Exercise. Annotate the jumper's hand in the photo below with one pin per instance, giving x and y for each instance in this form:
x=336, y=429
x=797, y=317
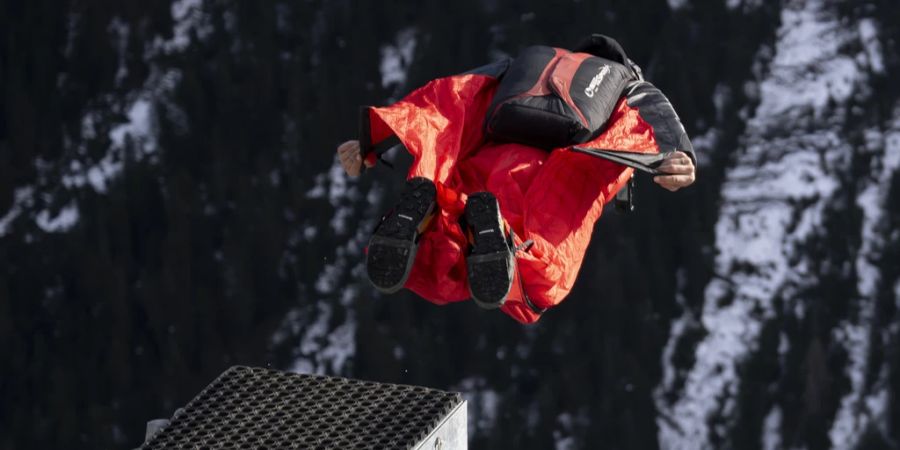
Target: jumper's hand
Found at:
x=679, y=171
x=351, y=158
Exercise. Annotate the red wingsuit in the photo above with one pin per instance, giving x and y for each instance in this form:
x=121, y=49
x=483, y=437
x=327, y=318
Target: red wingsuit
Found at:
x=553, y=198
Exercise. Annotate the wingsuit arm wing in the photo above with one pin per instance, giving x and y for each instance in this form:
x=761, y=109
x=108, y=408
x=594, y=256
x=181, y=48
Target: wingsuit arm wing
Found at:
x=376, y=140
x=657, y=111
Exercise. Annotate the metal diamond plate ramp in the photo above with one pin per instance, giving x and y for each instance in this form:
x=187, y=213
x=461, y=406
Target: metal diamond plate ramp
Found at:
x=257, y=408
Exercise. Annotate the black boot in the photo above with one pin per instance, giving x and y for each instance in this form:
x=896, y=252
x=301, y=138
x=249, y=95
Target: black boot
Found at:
x=491, y=262
x=392, y=248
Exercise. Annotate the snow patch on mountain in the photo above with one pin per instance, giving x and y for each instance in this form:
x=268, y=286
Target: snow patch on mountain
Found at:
x=864, y=405
x=774, y=199
x=396, y=58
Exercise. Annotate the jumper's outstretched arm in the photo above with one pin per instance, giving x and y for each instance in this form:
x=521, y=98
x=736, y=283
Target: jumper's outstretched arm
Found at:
x=351, y=158
x=679, y=171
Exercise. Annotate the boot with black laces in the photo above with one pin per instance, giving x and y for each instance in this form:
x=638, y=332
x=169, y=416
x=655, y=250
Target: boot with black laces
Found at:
x=392, y=248
x=491, y=261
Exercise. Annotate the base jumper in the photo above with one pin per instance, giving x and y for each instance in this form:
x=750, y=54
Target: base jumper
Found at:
x=506, y=184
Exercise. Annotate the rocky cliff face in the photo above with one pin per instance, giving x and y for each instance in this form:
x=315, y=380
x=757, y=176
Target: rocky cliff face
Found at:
x=170, y=206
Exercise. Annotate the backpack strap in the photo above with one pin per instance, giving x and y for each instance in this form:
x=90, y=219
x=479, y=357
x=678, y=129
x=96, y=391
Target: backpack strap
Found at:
x=607, y=47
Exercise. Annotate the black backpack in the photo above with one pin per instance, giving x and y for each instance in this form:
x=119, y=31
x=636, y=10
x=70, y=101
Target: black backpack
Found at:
x=551, y=97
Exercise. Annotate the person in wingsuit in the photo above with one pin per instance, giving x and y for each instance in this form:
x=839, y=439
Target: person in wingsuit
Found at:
x=502, y=195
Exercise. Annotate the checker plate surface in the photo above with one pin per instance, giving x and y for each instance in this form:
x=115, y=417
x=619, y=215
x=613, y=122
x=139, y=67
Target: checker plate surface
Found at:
x=266, y=409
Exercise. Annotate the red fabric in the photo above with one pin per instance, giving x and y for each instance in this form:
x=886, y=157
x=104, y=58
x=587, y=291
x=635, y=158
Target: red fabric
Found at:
x=553, y=198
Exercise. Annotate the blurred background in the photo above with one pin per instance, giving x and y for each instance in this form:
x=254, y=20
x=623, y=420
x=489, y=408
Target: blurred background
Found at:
x=171, y=205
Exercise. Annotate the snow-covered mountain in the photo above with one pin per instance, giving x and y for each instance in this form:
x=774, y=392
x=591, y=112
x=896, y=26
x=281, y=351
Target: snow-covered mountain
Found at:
x=170, y=205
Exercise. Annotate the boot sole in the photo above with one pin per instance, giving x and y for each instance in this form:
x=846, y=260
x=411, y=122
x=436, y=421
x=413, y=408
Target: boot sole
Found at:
x=393, y=246
x=491, y=263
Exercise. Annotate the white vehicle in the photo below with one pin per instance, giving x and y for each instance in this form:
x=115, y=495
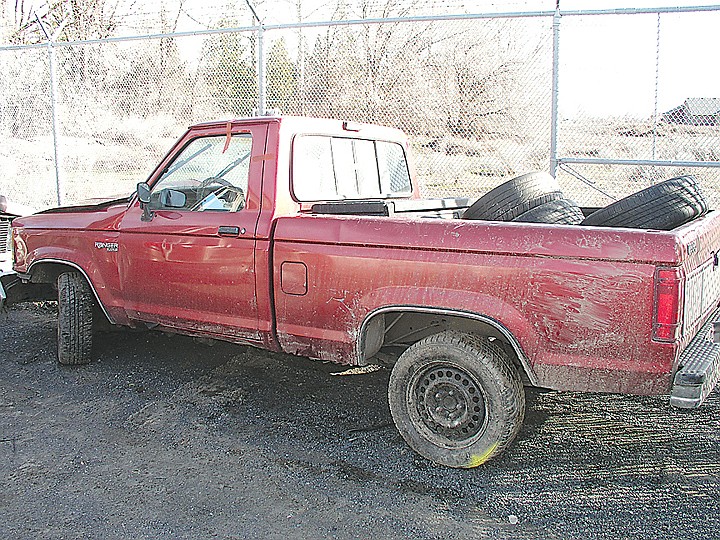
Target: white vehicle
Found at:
x=8, y=212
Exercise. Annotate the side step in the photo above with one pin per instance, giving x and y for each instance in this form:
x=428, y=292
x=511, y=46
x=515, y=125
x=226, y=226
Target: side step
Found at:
x=699, y=367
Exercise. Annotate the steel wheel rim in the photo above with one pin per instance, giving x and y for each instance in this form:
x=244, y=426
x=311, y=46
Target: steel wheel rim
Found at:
x=448, y=405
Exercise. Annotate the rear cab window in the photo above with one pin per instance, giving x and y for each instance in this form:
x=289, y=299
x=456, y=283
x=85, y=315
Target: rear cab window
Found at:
x=327, y=168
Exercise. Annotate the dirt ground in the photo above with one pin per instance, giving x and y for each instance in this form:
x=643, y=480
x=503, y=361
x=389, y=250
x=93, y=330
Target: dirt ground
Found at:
x=165, y=437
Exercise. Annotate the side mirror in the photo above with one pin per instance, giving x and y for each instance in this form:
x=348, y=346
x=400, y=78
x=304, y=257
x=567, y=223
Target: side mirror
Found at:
x=143, y=192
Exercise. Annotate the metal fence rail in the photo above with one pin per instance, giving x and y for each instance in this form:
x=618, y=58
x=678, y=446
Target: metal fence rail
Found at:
x=483, y=97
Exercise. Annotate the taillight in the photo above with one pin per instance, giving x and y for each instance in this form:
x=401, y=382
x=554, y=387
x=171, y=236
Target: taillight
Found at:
x=667, y=325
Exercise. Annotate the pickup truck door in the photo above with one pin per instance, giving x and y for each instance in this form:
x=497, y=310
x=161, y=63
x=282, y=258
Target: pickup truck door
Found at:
x=192, y=265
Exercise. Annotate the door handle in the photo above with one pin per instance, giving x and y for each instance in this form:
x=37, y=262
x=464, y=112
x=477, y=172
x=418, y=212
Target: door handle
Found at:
x=228, y=231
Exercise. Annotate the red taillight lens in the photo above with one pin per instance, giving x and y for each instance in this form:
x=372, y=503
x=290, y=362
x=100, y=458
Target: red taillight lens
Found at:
x=668, y=301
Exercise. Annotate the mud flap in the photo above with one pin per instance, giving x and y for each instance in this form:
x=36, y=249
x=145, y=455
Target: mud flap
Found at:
x=14, y=290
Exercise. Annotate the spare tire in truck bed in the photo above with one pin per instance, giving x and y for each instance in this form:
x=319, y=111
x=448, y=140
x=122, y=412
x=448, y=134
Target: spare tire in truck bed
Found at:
x=515, y=197
x=662, y=206
x=560, y=211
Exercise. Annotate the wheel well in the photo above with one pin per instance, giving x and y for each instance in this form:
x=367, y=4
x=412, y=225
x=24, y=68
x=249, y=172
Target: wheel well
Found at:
x=48, y=272
x=388, y=333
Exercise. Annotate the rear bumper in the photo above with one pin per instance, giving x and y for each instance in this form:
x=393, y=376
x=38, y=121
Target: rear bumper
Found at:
x=699, y=369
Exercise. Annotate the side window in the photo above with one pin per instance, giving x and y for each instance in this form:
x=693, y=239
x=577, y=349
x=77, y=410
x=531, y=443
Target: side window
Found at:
x=340, y=168
x=210, y=174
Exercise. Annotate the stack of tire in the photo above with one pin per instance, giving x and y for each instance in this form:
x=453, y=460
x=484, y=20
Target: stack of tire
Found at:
x=537, y=198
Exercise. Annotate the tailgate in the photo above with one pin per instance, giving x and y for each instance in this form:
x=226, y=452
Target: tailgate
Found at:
x=700, y=241
x=698, y=368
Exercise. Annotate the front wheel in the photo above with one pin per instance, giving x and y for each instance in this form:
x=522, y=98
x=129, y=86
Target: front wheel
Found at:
x=456, y=399
x=75, y=319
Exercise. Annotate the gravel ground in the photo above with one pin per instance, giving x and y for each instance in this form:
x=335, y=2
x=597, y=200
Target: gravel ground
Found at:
x=165, y=437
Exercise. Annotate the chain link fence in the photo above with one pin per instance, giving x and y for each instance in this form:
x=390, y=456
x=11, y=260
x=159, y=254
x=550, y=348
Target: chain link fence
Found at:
x=475, y=94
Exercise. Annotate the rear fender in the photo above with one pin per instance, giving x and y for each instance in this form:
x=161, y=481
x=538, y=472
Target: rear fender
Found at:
x=506, y=321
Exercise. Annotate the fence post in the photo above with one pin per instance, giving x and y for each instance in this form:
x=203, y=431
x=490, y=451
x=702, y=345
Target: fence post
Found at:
x=554, y=113
x=56, y=125
x=261, y=71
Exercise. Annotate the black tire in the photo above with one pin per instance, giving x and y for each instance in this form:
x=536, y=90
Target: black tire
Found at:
x=456, y=399
x=515, y=197
x=560, y=211
x=663, y=206
x=75, y=319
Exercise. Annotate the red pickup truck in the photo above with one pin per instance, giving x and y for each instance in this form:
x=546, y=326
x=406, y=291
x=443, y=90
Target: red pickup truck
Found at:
x=307, y=236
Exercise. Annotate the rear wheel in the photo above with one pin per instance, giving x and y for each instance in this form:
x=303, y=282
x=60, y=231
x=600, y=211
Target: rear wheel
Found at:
x=75, y=319
x=456, y=399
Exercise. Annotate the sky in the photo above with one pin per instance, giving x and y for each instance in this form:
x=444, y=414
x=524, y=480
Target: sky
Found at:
x=609, y=64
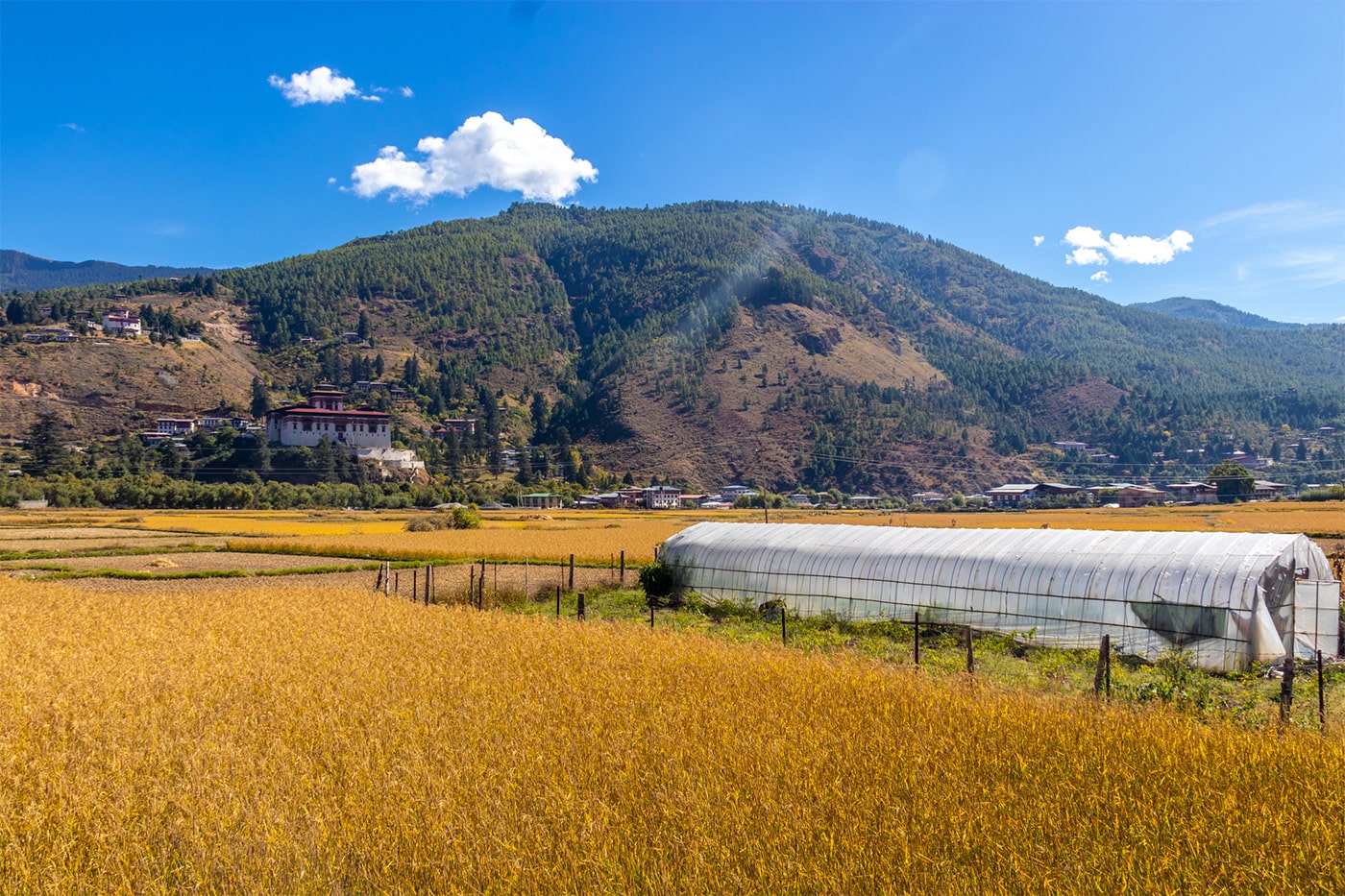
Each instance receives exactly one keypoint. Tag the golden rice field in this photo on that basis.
(599, 537)
(338, 741)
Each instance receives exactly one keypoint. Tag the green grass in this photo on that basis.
(1246, 697)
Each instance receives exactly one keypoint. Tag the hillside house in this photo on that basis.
(121, 321)
(662, 498)
(175, 425)
(325, 415)
(1012, 494)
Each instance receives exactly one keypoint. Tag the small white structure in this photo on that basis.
(1230, 599)
(401, 459)
(175, 425)
(121, 321)
(662, 496)
(325, 415)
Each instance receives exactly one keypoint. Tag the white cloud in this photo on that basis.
(1147, 251)
(1086, 257)
(1092, 249)
(320, 85)
(514, 157)
(1086, 238)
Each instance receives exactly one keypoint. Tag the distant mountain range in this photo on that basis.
(24, 272)
(719, 342)
(1212, 312)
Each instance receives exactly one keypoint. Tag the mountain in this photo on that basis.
(24, 272)
(715, 342)
(1210, 311)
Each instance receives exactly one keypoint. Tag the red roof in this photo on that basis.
(305, 410)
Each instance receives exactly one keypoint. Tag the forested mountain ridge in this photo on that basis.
(20, 271)
(1212, 311)
(721, 341)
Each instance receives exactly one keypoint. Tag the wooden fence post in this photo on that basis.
(1286, 690)
(917, 637)
(1102, 680)
(1321, 693)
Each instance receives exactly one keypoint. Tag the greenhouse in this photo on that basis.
(1228, 599)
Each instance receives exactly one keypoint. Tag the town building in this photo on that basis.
(1139, 496)
(1263, 490)
(175, 425)
(1196, 493)
(123, 321)
(1012, 494)
(325, 415)
(662, 498)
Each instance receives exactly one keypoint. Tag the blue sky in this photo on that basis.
(1156, 148)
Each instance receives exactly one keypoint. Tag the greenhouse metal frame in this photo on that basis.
(1228, 599)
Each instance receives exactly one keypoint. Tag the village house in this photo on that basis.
(1012, 494)
(1196, 493)
(123, 321)
(325, 415)
(175, 425)
(1263, 490)
(1138, 496)
(662, 498)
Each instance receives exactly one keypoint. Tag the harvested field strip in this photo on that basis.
(315, 741)
(208, 573)
(190, 561)
(600, 544)
(183, 547)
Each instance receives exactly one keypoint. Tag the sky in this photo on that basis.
(1133, 150)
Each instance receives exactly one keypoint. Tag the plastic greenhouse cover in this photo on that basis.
(1228, 599)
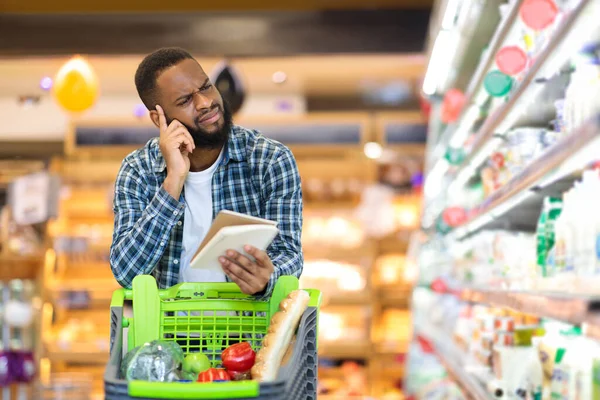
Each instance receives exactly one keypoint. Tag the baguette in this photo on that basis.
(276, 341)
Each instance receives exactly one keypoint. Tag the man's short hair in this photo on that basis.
(151, 67)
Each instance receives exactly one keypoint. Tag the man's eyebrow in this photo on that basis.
(206, 82)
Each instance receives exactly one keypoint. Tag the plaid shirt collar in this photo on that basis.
(235, 151)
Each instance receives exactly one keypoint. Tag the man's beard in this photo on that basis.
(211, 140)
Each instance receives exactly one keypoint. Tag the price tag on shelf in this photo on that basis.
(34, 198)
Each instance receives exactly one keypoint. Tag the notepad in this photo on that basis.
(232, 231)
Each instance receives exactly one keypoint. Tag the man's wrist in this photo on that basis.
(174, 185)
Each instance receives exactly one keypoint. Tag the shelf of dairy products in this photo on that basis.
(574, 309)
(538, 85)
(454, 360)
(458, 32)
(475, 91)
(550, 174)
(531, 99)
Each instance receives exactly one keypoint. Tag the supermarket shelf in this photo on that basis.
(550, 174)
(476, 83)
(20, 267)
(529, 85)
(345, 349)
(399, 298)
(79, 356)
(330, 205)
(367, 249)
(453, 360)
(362, 298)
(573, 309)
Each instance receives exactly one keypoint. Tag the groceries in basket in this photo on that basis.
(164, 361)
(156, 361)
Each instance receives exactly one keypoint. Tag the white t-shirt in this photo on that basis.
(197, 221)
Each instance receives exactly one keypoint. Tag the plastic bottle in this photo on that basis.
(562, 385)
(587, 226)
(564, 239)
(545, 233)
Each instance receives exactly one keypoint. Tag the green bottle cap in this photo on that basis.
(497, 84)
(455, 156)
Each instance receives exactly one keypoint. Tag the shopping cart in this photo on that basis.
(209, 317)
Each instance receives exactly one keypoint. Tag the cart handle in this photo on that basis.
(205, 390)
(119, 295)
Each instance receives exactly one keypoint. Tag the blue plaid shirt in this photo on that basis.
(257, 176)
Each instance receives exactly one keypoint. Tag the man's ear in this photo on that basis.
(154, 118)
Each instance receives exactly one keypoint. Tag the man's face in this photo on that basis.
(186, 94)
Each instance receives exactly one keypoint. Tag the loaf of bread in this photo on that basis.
(277, 340)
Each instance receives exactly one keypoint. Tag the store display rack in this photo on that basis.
(552, 56)
(454, 362)
(551, 174)
(517, 204)
(574, 309)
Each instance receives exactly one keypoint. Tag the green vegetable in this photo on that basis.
(196, 363)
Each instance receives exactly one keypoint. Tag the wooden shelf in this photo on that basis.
(362, 298)
(345, 349)
(81, 355)
(20, 267)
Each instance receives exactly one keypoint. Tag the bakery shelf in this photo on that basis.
(454, 361)
(20, 267)
(345, 349)
(80, 355)
(361, 298)
(552, 173)
(574, 309)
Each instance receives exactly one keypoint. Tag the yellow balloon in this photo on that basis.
(76, 85)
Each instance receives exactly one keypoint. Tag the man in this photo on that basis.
(168, 192)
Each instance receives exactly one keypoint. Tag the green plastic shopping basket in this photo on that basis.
(208, 317)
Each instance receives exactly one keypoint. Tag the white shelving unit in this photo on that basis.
(517, 204)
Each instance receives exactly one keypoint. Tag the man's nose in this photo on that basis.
(201, 101)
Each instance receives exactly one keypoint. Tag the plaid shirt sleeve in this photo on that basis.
(142, 225)
(283, 203)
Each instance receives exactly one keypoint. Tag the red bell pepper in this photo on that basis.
(238, 359)
(213, 374)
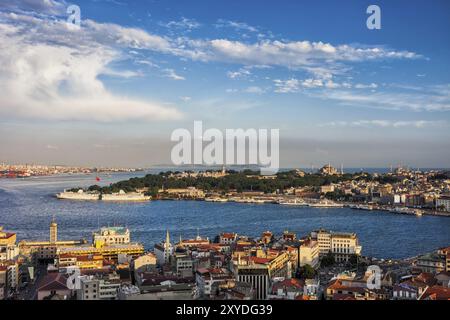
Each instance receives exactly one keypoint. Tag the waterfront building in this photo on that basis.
(53, 231)
(47, 250)
(82, 262)
(436, 293)
(266, 237)
(259, 271)
(328, 170)
(7, 238)
(312, 289)
(184, 264)
(431, 262)
(447, 262)
(189, 243)
(160, 287)
(286, 289)
(289, 236)
(145, 263)
(110, 252)
(326, 189)
(258, 276)
(443, 203)
(342, 245)
(309, 253)
(111, 236)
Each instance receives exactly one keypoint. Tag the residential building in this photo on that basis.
(53, 284)
(227, 238)
(207, 279)
(99, 288)
(164, 251)
(309, 253)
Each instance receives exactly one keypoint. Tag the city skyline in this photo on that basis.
(110, 93)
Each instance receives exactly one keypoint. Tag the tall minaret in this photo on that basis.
(167, 248)
(53, 231)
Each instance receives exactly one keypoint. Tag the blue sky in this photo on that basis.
(112, 92)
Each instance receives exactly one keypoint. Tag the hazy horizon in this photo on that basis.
(111, 92)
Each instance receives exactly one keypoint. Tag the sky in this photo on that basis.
(111, 92)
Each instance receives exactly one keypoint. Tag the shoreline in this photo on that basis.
(330, 205)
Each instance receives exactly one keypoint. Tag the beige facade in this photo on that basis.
(110, 236)
(309, 253)
(341, 245)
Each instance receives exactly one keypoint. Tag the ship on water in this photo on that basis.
(94, 196)
(295, 202)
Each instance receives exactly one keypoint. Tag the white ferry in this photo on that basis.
(79, 195)
(216, 199)
(295, 202)
(125, 196)
(94, 196)
(325, 204)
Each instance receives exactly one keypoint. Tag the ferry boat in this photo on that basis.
(125, 196)
(79, 195)
(216, 199)
(325, 204)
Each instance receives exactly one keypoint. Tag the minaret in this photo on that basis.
(53, 231)
(167, 248)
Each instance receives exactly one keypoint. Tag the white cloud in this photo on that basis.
(50, 72)
(286, 86)
(184, 24)
(238, 74)
(366, 86)
(254, 89)
(170, 73)
(240, 26)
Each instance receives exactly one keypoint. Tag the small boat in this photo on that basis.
(295, 202)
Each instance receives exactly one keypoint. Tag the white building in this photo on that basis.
(309, 253)
(342, 245)
(111, 235)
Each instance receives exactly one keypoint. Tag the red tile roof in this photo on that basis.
(53, 282)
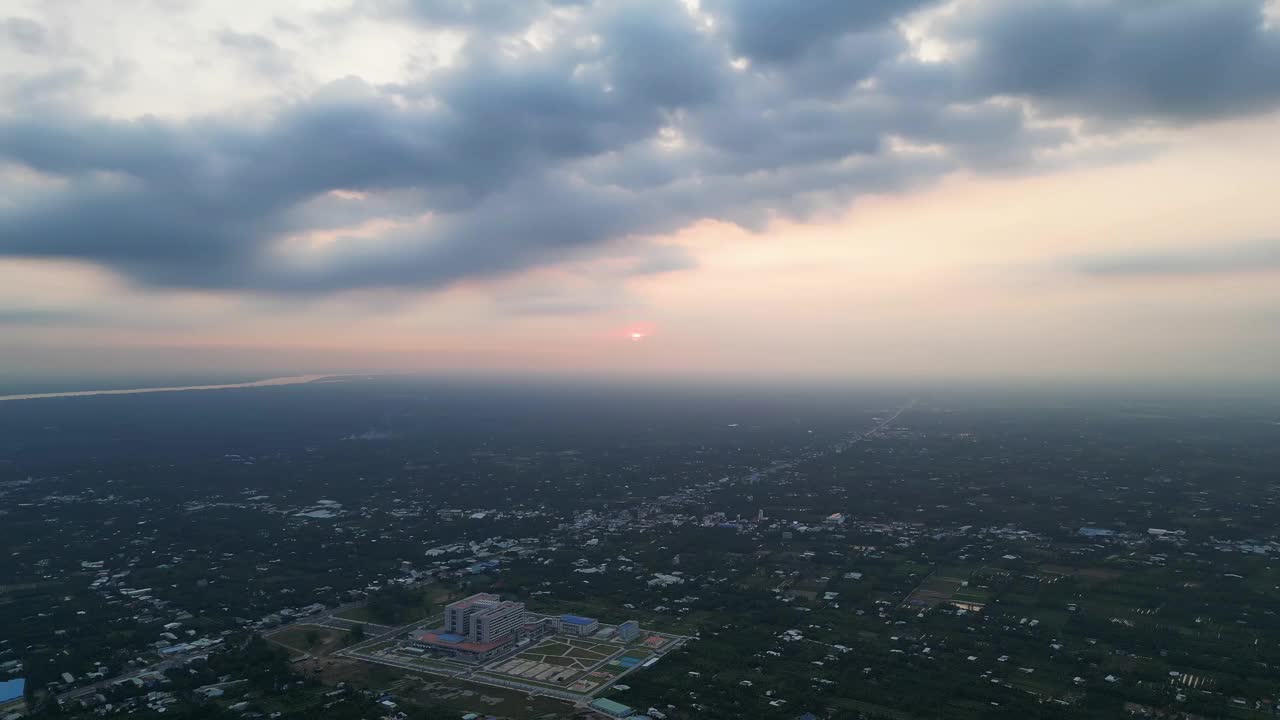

Set task
Repeat the lines from the first one up to and including the line with "x=657, y=111", with "wingsuit" changed to "flying suit" and nothing else altered. Leave the pictures out.

Result
Exercise. Annotate the jumper's hand in the photo below with one pin per instance, giving x and y for each instance in this form:
x=336, y=429
x=797, y=317
Target: jumper's hand
Found at:
x=679, y=171
x=351, y=158
Exercise. Annotate the red flying suit in the photo above with one pin per instance, giving x and y for each instance in this form:
x=121, y=49
x=483, y=437
x=327, y=318
Target: red flying suit
Found at:
x=553, y=198
Exercise. Annotate the flying suit arm wing in the photo above with one pin per instance, giving x and y for each instance in this form:
x=761, y=109
x=108, y=408
x=594, y=256
x=181, y=48
Target: flying suit arm wing
Found at:
x=376, y=140
x=657, y=111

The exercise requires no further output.